-- start TEXT PASSAGE --

/ 14 January 2011

Red-carding the cartels

For a football club mired in debt and with a long list of defeats, a duffel bag stuffed with $7-million was a godsend. And that was just the petty cash.

Times had been tough for Bogotá’s Independiente Santa Fe football club. The last time it won a Colombian league title was in 1975, the club was racking up debts and often players were not paid on time. Then, investigators say, the duffel bags full of cash started arriving in about 2002 and for a while the fortunes of the club took a turn for the better.

Santa Fe lured Argentinian players to its ranks and by this year the team was savouring the possibility of a Colombian first division league title for the first time in 35 years. But the source of the funds that transformed the club’s fortunes was not a kindly benefactor. The cash is said to have come from Julio Alberto Lozano, an emerald tsar turned drug lord, who bought shares in the club through friends and family.

As he built up what police say is today Colombia’s most powerful drug cartel, he used the Santa Fe football club as a front. American investigators say Lozano shipped as much as 960 tons of cocaine to the United States and Europe in the past five years. The organisation, called the El Dorado cartel, allegedly laundered part of its $1,5-billion profits through the club.

Unfortunately for Colombian football the story of Santa Fe is not an isolated case. For years the sport has been tainted by its association with drug barons and criminals and three other of the 18 first division clubs are under investigation for money laundering.

Ties between Colombia’s powerful drug organisations and football have existed for more than three decades, since the heyday of the flashy cartels in the 1980s and early 1990s when drug lords bought teams as their playthings. Pablo Escobar owned Atlético Nacional, Millonarios belonged to rival drug trafficker José Gonzalo Rodriguez Gacha, and the Rodríguez Orejuela brothers, of the Cali cartel, owned shares in the América de Cali club. The capos pumped the teams with cash to buy top international players and boost salaries locally.

-- end TEXT PASSAGE --
-- start SUPPLIED RECORDS --

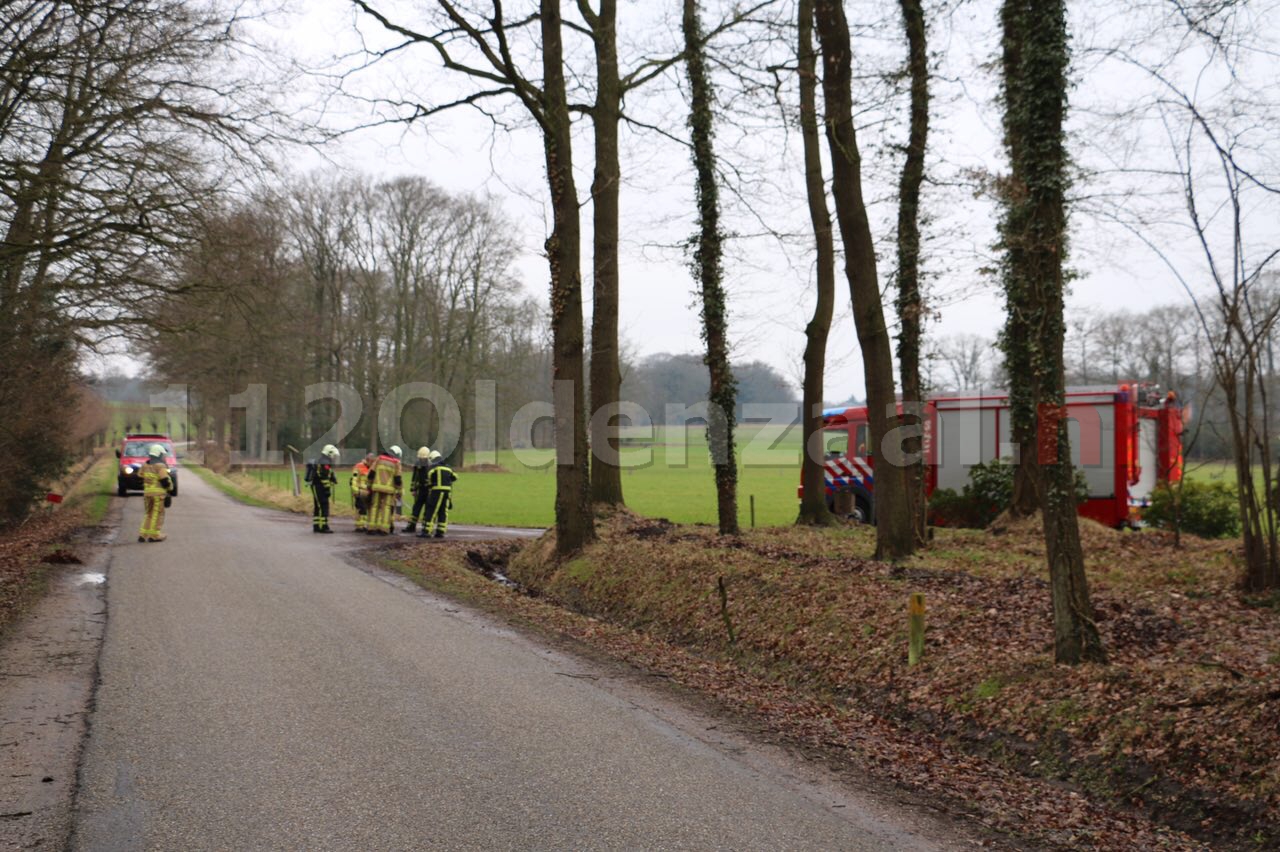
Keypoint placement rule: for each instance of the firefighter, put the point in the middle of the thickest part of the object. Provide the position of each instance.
(384, 482)
(323, 481)
(417, 489)
(156, 490)
(360, 497)
(440, 479)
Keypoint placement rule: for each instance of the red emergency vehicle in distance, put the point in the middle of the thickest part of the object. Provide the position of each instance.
(1125, 439)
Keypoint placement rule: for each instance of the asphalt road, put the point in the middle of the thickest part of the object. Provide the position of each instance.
(259, 691)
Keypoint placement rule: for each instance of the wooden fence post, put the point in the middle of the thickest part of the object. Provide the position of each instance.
(915, 628)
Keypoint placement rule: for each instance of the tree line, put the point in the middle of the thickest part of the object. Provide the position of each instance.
(115, 228)
(361, 285)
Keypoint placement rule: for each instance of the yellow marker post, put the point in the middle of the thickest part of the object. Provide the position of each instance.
(915, 627)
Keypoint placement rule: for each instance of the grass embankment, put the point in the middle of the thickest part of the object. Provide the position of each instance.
(28, 550)
(668, 475)
(1184, 723)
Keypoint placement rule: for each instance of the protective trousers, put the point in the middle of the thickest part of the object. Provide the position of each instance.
(438, 512)
(319, 507)
(420, 513)
(152, 518)
(380, 514)
(361, 512)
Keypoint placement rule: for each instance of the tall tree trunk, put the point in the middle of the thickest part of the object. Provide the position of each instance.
(895, 537)
(813, 503)
(574, 523)
(1018, 328)
(606, 374)
(707, 266)
(910, 303)
(1036, 37)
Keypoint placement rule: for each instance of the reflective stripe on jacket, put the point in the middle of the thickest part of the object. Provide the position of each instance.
(155, 479)
(384, 476)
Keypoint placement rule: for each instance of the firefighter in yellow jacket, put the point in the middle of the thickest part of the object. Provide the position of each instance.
(360, 495)
(384, 482)
(439, 499)
(156, 489)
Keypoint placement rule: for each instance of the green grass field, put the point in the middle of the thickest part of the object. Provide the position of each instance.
(668, 476)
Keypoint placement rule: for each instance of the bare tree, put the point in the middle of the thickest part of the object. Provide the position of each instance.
(813, 504)
(895, 536)
(709, 274)
(910, 302)
(493, 68)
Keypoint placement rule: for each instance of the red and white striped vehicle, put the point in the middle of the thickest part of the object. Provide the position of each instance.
(1125, 439)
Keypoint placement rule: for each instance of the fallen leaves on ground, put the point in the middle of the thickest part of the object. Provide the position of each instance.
(1171, 745)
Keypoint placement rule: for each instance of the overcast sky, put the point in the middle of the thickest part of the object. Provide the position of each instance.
(769, 279)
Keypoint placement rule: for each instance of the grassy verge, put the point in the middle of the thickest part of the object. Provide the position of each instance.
(251, 491)
(30, 550)
(809, 641)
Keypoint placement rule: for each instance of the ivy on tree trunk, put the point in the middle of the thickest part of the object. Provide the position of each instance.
(606, 372)
(1033, 233)
(709, 274)
(574, 523)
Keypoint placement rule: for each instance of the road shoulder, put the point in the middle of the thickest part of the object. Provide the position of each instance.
(48, 673)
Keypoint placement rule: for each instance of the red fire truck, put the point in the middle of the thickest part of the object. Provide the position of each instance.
(1125, 439)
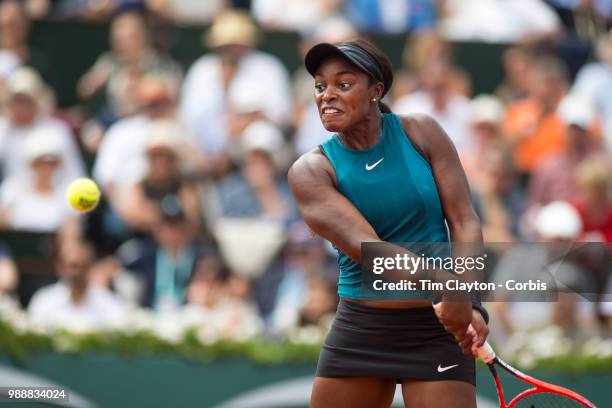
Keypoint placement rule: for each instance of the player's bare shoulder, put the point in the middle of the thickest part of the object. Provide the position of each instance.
(311, 167)
(425, 133)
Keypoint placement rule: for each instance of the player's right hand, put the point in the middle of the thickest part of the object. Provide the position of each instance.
(456, 316)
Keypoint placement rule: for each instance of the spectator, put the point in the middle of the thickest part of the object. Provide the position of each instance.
(121, 159)
(72, 302)
(532, 125)
(309, 129)
(497, 197)
(486, 114)
(595, 79)
(26, 115)
(36, 200)
(391, 17)
(438, 99)
(518, 62)
(140, 204)
(186, 12)
(305, 261)
(229, 314)
(553, 179)
(420, 48)
(499, 21)
(593, 199)
(320, 303)
(8, 271)
(92, 10)
(257, 190)
(166, 261)
(292, 15)
(117, 71)
(233, 66)
(557, 225)
(14, 33)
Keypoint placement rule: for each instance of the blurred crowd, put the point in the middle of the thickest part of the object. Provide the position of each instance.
(192, 160)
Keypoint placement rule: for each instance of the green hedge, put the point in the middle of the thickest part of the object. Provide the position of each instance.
(20, 343)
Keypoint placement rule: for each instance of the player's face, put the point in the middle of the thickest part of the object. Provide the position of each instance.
(342, 93)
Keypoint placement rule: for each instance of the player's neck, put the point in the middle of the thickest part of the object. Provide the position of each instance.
(365, 134)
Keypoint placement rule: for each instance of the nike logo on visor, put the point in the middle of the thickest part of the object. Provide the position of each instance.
(371, 166)
(443, 369)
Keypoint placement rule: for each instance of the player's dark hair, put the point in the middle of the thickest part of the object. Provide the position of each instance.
(384, 64)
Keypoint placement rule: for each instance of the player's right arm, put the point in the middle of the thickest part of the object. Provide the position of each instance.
(327, 212)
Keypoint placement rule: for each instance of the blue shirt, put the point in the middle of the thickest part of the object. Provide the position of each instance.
(393, 187)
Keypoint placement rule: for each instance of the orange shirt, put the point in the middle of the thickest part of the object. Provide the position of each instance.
(535, 135)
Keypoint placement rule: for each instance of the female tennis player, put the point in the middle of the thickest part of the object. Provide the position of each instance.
(385, 178)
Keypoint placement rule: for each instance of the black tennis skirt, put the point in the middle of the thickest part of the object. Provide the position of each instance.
(399, 344)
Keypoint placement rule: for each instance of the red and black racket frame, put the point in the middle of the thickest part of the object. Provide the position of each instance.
(538, 386)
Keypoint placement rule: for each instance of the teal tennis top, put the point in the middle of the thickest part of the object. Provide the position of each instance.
(393, 187)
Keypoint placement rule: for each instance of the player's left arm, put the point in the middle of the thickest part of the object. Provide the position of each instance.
(464, 225)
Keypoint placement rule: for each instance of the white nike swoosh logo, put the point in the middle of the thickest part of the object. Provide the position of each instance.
(443, 369)
(370, 167)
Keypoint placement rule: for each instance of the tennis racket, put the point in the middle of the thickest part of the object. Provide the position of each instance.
(540, 395)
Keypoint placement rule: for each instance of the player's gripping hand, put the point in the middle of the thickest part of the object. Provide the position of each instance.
(456, 316)
(479, 333)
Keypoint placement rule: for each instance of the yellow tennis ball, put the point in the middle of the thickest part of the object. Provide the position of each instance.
(83, 194)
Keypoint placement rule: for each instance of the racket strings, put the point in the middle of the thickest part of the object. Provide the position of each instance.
(548, 400)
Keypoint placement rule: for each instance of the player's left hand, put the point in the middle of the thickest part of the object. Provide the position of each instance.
(480, 333)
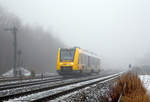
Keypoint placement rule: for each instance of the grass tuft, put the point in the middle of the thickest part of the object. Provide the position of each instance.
(131, 88)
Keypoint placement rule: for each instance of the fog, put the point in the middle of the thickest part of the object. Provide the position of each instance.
(117, 30)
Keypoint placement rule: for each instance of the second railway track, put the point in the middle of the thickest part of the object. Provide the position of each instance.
(56, 89)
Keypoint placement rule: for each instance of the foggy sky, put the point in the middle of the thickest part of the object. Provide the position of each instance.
(118, 30)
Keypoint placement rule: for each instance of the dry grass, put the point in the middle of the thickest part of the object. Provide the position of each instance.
(131, 88)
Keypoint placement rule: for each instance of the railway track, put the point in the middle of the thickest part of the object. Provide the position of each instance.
(29, 82)
(57, 89)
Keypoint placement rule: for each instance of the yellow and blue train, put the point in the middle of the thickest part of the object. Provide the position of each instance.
(75, 61)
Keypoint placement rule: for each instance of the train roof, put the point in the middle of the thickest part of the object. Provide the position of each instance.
(85, 52)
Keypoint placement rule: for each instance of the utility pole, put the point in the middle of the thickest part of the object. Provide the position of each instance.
(14, 32)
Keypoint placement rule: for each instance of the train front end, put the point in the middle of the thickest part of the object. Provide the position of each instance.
(67, 61)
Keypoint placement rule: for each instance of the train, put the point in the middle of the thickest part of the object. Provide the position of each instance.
(77, 61)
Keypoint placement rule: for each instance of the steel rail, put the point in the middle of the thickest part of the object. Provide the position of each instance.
(64, 84)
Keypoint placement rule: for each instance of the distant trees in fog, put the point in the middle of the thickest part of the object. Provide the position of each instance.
(38, 47)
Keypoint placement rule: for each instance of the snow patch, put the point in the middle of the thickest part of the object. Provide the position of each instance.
(23, 71)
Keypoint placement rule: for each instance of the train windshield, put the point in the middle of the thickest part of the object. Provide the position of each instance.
(67, 54)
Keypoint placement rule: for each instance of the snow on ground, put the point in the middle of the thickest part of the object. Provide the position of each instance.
(146, 81)
(10, 73)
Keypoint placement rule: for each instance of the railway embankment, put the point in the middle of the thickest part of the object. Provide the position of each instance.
(129, 87)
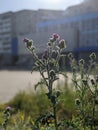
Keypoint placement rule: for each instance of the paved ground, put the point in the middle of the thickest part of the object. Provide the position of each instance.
(12, 82)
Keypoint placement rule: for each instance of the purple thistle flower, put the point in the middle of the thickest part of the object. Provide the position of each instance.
(8, 108)
(26, 40)
(62, 44)
(55, 36)
(97, 78)
(92, 81)
(45, 55)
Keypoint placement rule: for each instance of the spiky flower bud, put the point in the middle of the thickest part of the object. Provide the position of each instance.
(97, 78)
(55, 36)
(62, 44)
(92, 81)
(45, 55)
(93, 56)
(84, 82)
(52, 73)
(81, 62)
(77, 102)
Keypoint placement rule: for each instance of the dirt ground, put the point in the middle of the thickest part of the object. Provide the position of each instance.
(12, 82)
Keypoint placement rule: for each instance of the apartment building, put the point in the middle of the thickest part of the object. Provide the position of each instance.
(19, 24)
(82, 21)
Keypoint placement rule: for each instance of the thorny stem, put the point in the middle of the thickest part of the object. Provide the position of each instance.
(55, 117)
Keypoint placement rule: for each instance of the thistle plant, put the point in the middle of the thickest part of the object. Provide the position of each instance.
(48, 66)
(85, 82)
(7, 113)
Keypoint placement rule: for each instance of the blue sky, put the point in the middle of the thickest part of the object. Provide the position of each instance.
(15, 5)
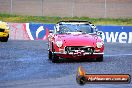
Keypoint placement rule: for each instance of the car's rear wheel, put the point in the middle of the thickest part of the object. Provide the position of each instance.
(50, 55)
(99, 59)
(4, 39)
(55, 58)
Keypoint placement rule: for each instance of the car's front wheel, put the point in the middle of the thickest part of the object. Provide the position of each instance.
(99, 59)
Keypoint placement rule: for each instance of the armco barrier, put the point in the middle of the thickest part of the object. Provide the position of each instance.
(39, 31)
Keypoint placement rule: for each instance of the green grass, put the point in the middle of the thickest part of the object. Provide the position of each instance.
(47, 19)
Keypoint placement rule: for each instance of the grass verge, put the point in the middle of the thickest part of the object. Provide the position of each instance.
(46, 19)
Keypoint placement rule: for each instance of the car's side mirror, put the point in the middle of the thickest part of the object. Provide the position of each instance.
(51, 31)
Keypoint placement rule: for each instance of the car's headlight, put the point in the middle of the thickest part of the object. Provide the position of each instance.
(59, 43)
(99, 44)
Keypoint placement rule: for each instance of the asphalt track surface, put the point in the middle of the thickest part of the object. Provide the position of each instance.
(25, 64)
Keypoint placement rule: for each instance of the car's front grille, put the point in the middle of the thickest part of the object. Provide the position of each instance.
(2, 30)
(85, 49)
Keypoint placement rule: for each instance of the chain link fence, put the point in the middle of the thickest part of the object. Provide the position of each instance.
(69, 8)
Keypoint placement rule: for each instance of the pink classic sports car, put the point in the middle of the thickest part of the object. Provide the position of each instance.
(75, 40)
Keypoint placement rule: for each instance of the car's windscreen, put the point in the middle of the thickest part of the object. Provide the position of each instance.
(67, 28)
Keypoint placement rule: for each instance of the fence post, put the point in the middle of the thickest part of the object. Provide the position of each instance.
(105, 14)
(73, 7)
(42, 7)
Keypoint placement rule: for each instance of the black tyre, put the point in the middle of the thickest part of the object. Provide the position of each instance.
(4, 39)
(50, 55)
(81, 80)
(99, 59)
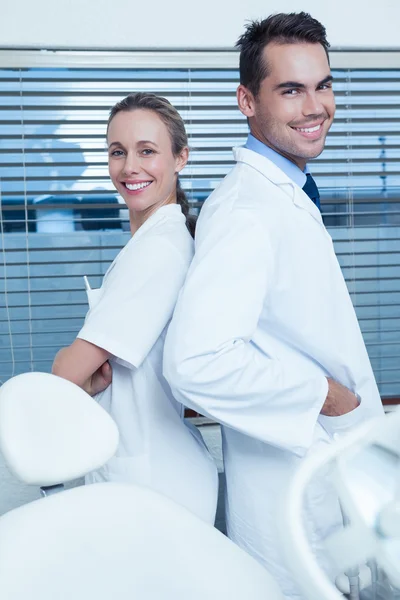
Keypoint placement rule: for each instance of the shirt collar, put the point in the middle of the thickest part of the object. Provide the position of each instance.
(290, 169)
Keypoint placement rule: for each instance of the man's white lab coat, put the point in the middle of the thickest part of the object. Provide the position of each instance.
(263, 318)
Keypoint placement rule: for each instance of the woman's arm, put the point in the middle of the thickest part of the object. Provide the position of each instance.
(85, 364)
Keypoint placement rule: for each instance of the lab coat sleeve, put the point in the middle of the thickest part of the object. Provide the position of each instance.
(210, 361)
(137, 301)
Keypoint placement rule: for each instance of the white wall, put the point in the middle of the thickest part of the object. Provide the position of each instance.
(184, 23)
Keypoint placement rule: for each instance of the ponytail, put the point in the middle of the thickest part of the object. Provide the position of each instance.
(182, 200)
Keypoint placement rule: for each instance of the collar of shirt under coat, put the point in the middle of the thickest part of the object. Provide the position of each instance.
(277, 175)
(292, 171)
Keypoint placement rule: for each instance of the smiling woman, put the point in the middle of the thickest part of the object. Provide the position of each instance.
(117, 355)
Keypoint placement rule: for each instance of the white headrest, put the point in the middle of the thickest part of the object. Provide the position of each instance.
(52, 431)
(109, 540)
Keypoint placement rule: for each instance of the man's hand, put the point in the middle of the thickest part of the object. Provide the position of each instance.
(339, 401)
(99, 381)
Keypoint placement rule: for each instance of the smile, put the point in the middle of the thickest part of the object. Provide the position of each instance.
(308, 129)
(137, 186)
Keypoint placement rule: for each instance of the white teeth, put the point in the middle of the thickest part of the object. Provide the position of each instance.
(309, 129)
(137, 186)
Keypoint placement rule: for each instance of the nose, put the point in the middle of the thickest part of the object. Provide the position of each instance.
(131, 164)
(312, 105)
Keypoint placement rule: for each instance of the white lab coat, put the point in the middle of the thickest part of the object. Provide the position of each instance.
(128, 317)
(263, 318)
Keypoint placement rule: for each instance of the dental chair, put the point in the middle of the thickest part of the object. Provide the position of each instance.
(364, 467)
(107, 540)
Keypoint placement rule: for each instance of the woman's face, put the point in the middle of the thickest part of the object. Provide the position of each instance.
(141, 164)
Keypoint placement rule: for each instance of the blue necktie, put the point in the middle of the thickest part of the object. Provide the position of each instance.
(310, 188)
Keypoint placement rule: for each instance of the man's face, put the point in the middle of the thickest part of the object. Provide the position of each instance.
(295, 106)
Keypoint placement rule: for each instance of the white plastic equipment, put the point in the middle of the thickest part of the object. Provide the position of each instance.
(365, 468)
(107, 540)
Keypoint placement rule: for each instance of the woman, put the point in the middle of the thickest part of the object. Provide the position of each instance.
(128, 316)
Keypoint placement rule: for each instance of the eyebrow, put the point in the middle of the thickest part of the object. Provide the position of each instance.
(139, 142)
(298, 85)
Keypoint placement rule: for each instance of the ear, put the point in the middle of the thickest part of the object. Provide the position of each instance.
(181, 160)
(245, 100)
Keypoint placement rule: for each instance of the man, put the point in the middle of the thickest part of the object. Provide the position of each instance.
(264, 338)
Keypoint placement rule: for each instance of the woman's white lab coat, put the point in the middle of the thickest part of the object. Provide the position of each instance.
(128, 317)
(264, 317)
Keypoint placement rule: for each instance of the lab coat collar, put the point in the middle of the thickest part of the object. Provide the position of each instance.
(269, 170)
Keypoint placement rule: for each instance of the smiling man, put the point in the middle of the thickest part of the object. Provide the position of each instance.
(264, 337)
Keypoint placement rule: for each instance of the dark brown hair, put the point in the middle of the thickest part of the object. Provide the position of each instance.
(281, 28)
(176, 129)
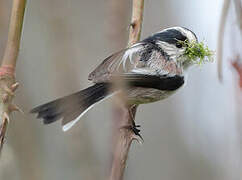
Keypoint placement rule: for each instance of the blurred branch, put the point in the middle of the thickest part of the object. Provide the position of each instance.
(7, 69)
(221, 38)
(238, 11)
(125, 114)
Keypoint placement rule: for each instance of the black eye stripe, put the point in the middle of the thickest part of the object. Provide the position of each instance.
(170, 36)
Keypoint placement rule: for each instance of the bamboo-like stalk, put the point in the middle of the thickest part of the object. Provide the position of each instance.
(7, 69)
(221, 38)
(125, 114)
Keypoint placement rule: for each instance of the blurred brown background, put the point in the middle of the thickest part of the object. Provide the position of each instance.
(192, 135)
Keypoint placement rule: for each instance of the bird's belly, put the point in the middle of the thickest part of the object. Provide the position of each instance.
(146, 95)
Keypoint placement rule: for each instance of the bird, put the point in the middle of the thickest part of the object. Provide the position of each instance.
(153, 69)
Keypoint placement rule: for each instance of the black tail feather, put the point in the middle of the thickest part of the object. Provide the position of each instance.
(70, 107)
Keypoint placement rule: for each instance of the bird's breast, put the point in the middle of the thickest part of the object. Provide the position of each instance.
(139, 95)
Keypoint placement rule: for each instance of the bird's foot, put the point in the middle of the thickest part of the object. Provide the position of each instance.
(135, 129)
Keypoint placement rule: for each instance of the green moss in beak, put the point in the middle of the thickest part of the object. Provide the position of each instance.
(198, 53)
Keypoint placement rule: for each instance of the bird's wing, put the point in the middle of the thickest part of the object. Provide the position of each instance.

-- end SUPPLIED RECORDS --

**TO DO**
- A) According to the article on Colombian football and drug cartels, in what year did Santa Fe last win a Colombian league title?
- B) Reproduce the article on Colombian football and drug cartels, everything from "Red-carding the cartels" down to "for the better.".

**RESULTS OF THE TASKS**
- A) 1975

- B)
Red-carding the cartels

For a football club mired in debt and with a long list of defeats, a duffel bag stuffed with $7-million was a godsend. And that was just the petty cash.

Times had been tough for Bogotá’s Independiente Santa Fe football club. The last time it won a Colombian league title was in 1975, the club was racking up debts and often players were not paid on time. Then, investigators say, the duffel bags full of cash started arriving in about 2002 and for a while the fortunes of the club took a turn for the better.